What is required:
Starting with the line that holds "Kindly point to the person in dark", repeat each line through the last one below, exactly. Pictures stay out.

Pointing and labeling entries
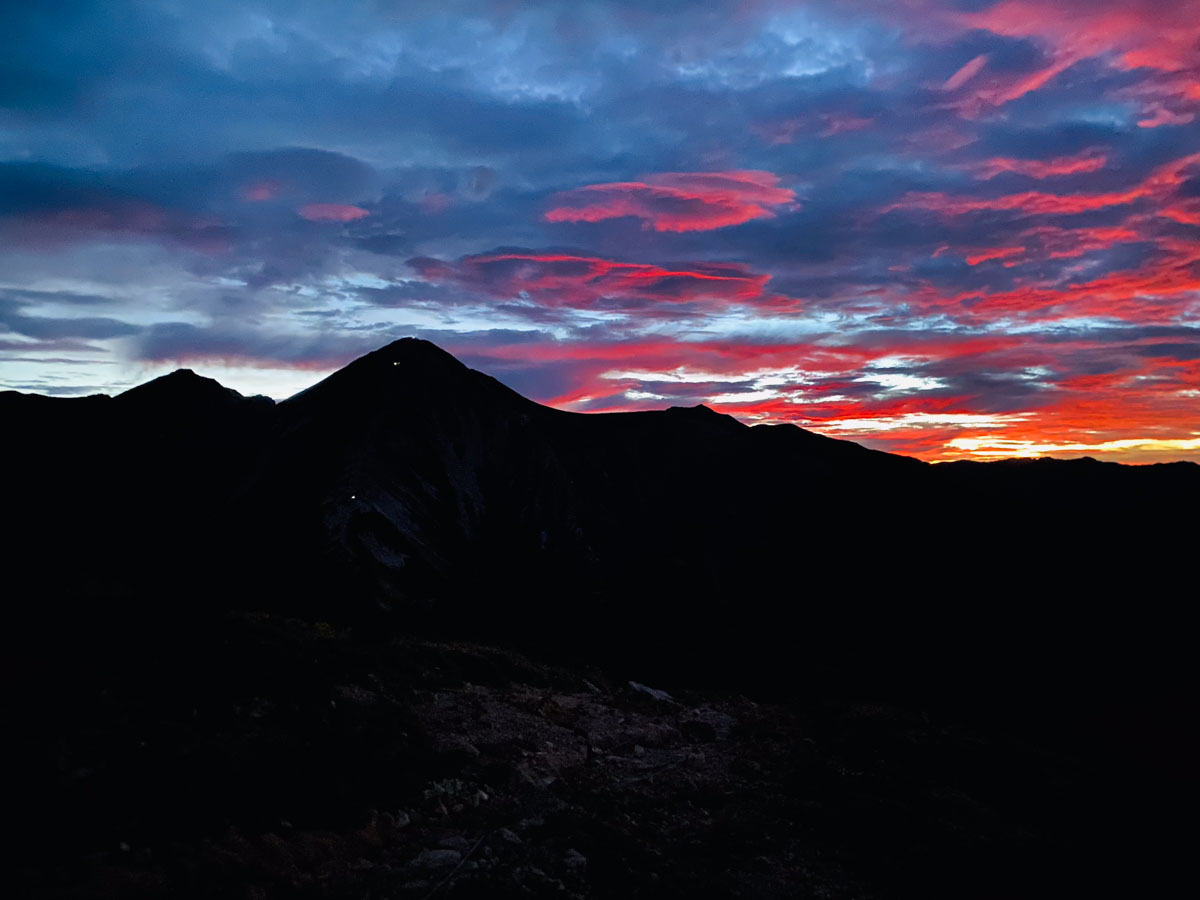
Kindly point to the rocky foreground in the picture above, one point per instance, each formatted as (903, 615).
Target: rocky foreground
(276, 757)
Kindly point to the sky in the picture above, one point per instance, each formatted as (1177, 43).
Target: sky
(945, 228)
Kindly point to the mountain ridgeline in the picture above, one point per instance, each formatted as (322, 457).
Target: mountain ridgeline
(412, 492)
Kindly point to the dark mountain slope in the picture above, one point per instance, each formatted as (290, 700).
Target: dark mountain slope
(960, 681)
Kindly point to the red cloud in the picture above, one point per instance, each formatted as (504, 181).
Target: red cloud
(984, 256)
(966, 73)
(1143, 33)
(333, 213)
(677, 201)
(1159, 186)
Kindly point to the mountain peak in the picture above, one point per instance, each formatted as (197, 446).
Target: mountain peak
(180, 387)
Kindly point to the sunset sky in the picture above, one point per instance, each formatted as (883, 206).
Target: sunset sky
(947, 228)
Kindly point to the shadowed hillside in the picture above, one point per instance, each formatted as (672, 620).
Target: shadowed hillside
(228, 612)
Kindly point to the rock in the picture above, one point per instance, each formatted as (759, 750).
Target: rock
(355, 695)
(437, 858)
(395, 821)
(459, 749)
(697, 730)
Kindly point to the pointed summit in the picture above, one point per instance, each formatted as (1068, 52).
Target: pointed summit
(181, 388)
(407, 369)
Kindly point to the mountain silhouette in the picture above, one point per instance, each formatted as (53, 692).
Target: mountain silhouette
(233, 616)
(408, 481)
(412, 491)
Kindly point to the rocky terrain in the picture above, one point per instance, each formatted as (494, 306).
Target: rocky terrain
(277, 757)
(411, 635)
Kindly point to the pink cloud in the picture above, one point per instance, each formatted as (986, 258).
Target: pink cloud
(677, 201)
(333, 213)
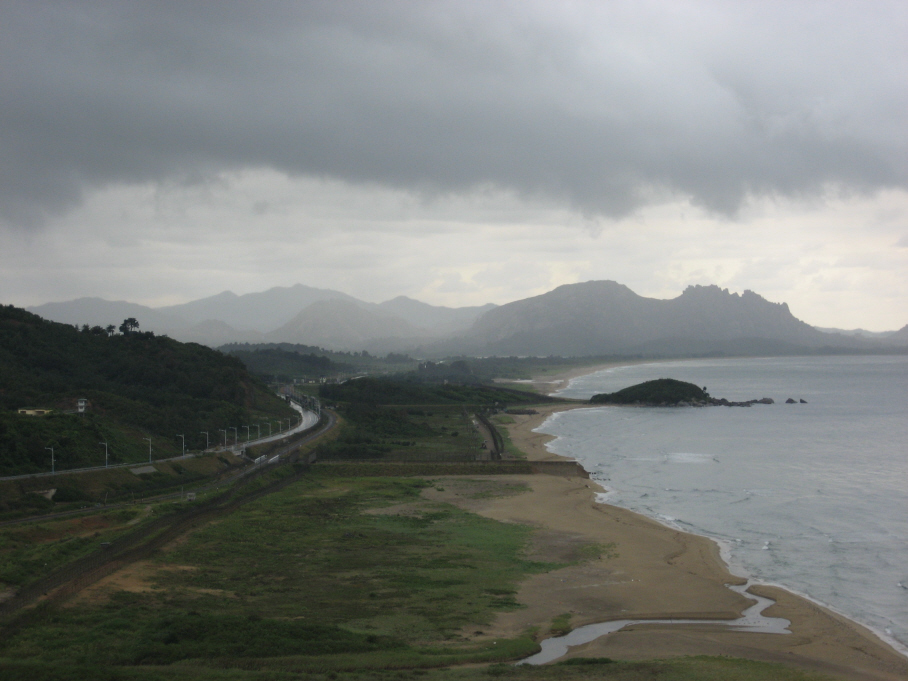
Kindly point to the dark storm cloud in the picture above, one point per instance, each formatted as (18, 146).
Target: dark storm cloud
(606, 106)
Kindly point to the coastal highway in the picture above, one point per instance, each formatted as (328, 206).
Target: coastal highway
(309, 420)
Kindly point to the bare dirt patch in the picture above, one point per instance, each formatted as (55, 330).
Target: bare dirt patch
(471, 494)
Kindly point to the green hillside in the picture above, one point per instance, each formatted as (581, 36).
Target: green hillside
(138, 385)
(662, 391)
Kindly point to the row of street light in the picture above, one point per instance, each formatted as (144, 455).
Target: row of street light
(258, 426)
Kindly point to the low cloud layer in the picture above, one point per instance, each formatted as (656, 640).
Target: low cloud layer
(603, 108)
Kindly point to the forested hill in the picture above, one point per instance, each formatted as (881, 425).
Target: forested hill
(138, 385)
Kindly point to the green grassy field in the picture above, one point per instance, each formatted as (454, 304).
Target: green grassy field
(331, 577)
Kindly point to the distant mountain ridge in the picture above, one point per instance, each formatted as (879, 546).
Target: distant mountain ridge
(590, 318)
(605, 317)
(330, 318)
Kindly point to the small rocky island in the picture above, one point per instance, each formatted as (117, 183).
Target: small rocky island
(669, 392)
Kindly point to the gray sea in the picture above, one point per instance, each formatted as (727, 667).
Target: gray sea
(813, 497)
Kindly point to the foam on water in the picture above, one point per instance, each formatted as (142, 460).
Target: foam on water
(810, 496)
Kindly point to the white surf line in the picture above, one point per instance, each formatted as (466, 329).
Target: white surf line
(752, 619)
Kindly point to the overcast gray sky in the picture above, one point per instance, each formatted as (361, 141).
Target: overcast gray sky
(457, 152)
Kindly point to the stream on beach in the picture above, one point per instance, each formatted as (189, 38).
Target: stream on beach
(812, 496)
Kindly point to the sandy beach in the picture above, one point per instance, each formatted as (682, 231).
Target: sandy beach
(650, 571)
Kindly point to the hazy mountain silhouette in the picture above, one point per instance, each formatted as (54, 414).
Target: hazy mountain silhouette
(604, 317)
(345, 325)
(440, 320)
(263, 311)
(100, 312)
(592, 318)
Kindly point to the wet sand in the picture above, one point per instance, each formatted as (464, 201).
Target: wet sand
(649, 571)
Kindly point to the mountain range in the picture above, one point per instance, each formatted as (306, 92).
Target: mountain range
(591, 318)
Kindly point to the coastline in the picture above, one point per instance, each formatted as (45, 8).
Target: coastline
(661, 572)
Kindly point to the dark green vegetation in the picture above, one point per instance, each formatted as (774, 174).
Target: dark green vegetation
(21, 497)
(138, 385)
(320, 568)
(662, 391)
(328, 578)
(277, 364)
(404, 392)
(411, 433)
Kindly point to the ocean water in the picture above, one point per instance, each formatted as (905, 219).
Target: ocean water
(812, 496)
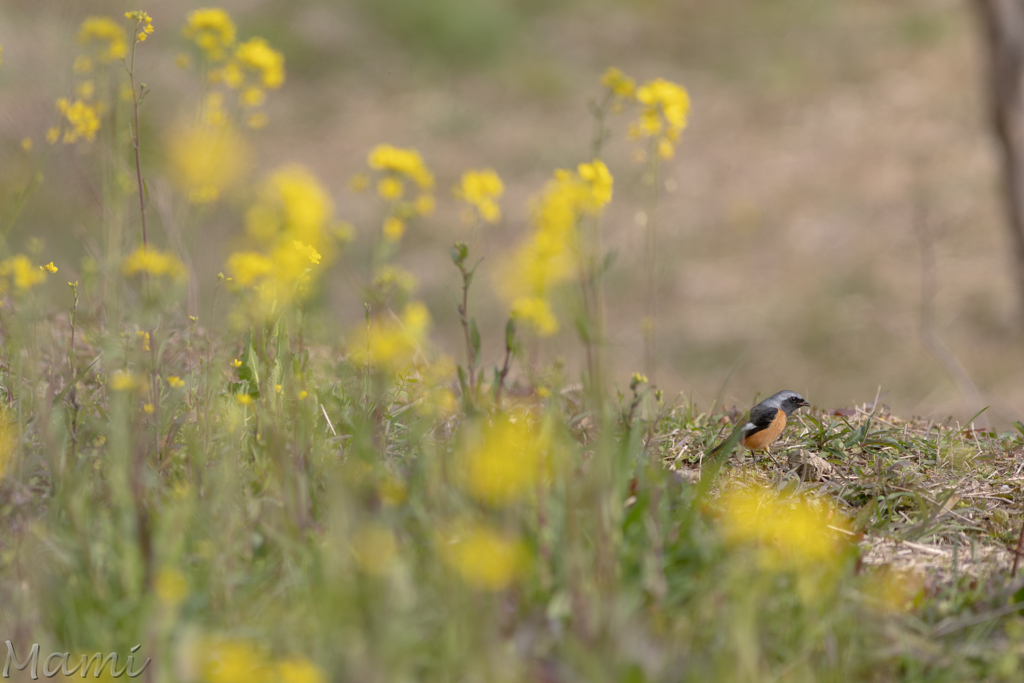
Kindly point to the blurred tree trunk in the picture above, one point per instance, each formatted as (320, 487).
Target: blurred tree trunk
(1004, 25)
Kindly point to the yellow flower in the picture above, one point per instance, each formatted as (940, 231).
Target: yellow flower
(666, 108)
(790, 532)
(256, 55)
(245, 268)
(212, 31)
(504, 460)
(143, 25)
(170, 586)
(374, 548)
(19, 271)
(82, 118)
(108, 36)
(536, 312)
(389, 342)
(482, 557)
(403, 162)
(233, 662)
(619, 83)
(207, 160)
(297, 670)
(390, 188)
(154, 262)
(481, 189)
(394, 227)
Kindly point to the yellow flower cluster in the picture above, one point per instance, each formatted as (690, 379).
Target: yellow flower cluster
(482, 557)
(82, 122)
(481, 189)
(19, 273)
(143, 25)
(154, 262)
(209, 158)
(664, 117)
(399, 166)
(791, 534)
(104, 37)
(391, 343)
(242, 662)
(290, 224)
(212, 31)
(251, 68)
(505, 459)
(550, 254)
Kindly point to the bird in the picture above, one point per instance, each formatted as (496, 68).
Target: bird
(766, 423)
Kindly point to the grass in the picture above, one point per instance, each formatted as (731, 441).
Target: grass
(247, 489)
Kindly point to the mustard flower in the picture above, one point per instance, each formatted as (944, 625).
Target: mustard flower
(256, 55)
(481, 189)
(208, 159)
(212, 31)
(617, 83)
(154, 262)
(83, 120)
(18, 271)
(143, 25)
(504, 460)
(107, 36)
(482, 557)
(666, 107)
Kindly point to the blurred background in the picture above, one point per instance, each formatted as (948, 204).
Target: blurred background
(823, 135)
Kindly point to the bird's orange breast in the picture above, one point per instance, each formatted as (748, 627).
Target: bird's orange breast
(765, 437)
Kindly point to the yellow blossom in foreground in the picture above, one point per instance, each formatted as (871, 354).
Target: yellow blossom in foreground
(154, 262)
(374, 548)
(504, 459)
(403, 162)
(619, 83)
(391, 342)
(18, 271)
(483, 558)
(83, 120)
(481, 189)
(297, 670)
(791, 532)
(143, 25)
(212, 31)
(170, 586)
(233, 662)
(256, 55)
(207, 160)
(107, 36)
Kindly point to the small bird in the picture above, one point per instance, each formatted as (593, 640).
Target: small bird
(767, 422)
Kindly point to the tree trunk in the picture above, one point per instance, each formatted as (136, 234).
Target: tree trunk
(1004, 25)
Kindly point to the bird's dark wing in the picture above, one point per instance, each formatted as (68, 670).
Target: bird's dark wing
(761, 418)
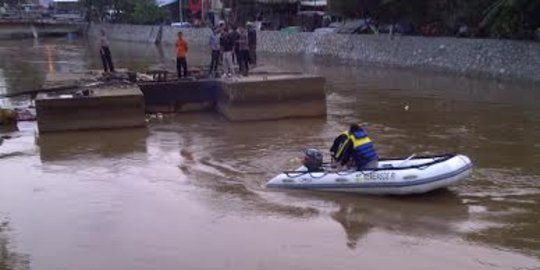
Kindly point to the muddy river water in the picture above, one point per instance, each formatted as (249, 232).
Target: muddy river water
(187, 192)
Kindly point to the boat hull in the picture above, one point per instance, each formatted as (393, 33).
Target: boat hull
(388, 179)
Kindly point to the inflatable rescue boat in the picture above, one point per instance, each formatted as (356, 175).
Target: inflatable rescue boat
(413, 175)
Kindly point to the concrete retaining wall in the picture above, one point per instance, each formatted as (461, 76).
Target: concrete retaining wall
(27, 30)
(107, 108)
(504, 59)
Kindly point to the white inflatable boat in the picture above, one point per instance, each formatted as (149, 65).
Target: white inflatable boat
(413, 175)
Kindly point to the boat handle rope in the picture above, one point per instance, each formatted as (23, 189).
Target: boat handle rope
(348, 172)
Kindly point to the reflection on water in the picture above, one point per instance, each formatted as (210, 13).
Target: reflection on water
(10, 260)
(141, 198)
(421, 216)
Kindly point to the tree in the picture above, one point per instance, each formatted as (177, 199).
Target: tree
(512, 18)
(146, 12)
(353, 8)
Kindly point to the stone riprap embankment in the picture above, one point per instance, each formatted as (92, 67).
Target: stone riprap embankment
(504, 59)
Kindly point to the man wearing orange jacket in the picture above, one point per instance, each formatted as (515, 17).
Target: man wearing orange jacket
(181, 50)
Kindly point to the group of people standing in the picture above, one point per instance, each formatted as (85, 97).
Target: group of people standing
(230, 45)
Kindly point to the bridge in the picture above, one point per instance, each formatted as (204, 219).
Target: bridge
(28, 28)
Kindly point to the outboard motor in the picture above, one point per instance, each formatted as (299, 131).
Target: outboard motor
(313, 159)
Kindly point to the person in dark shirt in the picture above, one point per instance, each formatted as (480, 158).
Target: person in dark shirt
(358, 147)
(252, 42)
(227, 45)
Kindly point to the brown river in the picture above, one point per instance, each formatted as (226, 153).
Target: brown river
(187, 192)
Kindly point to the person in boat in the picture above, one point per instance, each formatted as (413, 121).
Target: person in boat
(338, 143)
(357, 147)
(313, 160)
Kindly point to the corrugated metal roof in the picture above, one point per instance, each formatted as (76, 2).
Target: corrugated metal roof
(278, 1)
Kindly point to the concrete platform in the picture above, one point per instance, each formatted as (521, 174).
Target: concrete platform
(179, 96)
(269, 97)
(118, 106)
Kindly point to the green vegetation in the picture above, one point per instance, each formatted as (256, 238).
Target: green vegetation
(124, 11)
(491, 18)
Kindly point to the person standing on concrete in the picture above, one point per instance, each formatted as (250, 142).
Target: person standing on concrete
(105, 53)
(214, 46)
(227, 45)
(181, 51)
(234, 35)
(243, 51)
(252, 42)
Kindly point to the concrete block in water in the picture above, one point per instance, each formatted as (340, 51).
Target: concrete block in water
(175, 96)
(268, 97)
(107, 108)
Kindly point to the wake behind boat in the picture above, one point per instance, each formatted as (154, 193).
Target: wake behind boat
(413, 175)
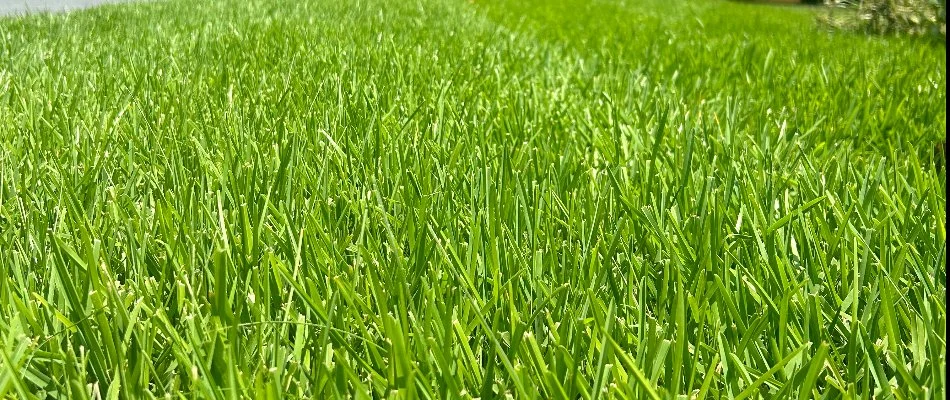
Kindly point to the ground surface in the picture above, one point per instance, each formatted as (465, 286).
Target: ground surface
(454, 199)
(23, 6)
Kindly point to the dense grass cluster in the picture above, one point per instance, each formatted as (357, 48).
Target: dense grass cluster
(455, 199)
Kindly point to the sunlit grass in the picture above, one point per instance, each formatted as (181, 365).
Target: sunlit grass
(461, 199)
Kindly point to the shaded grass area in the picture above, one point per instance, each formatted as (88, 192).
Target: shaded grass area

Exercise solution:
Kindly point to the person in dark shirt in the picture above, one point per instance, each formatted as (480, 158).
Target: person in dark shirt
(358, 147)
(252, 42)
(227, 45)
Kindly point to the brown river in the picture above, one point per instance, each formatted as (226, 153).
Target: brown river
(187, 192)
Kindly point to the person in boat in the picture above, one point per instance, each formatted as (413, 121).
Target: person in boat
(338, 143)
(357, 147)
(313, 160)
Kindly point to the corrugated metal roof in the picture above, one point per instance, each formatted as (76, 2).
Target: corrugated metal roof
(278, 1)
Kindly point to the concrete platform in the picture above, one point per instance, each formatted as (521, 174).
Target: concrete platform
(179, 96)
(269, 97)
(118, 106)
Kindly point to the green vegetation in the picture above, one point per instance, each formatted as (256, 238).
Target: green vegetation
(124, 11)
(491, 18)
Kindly point to the person standing on concrete in the picture above, one point per instance, each formatted as (250, 142).
Target: person standing on concrete
(105, 53)
(214, 46)
(227, 45)
(181, 51)
(234, 35)
(243, 51)
(252, 42)
Kindly point to the concrete block in water in the picture above, one point per instance, each formatted as (340, 51).
Target: concrete block in water
(175, 96)
(268, 97)
(107, 108)
Kindly point to the wake behind boat in the picture above, one point per instance, each formatted as (154, 193).
Target: wake behind boat
(413, 175)
Kindly point to the ground surface in the picture above, one point per instance, each formatted as (465, 286).
Target: ground surface
(454, 199)
(23, 6)
Kindly point to the dense grass cluster in the picture above, one point per instance, each formatted as (357, 48).
Target: dense grass cluster
(455, 199)
Kindly point to the sunlit grass in the picture above, one point per instance, each formatted as (181, 365).
Target: sunlit grass
(461, 199)
Kindly point to the shaded grass area in the picture above, one point per instance, each formatted as (88, 192).
Target: shaded grass area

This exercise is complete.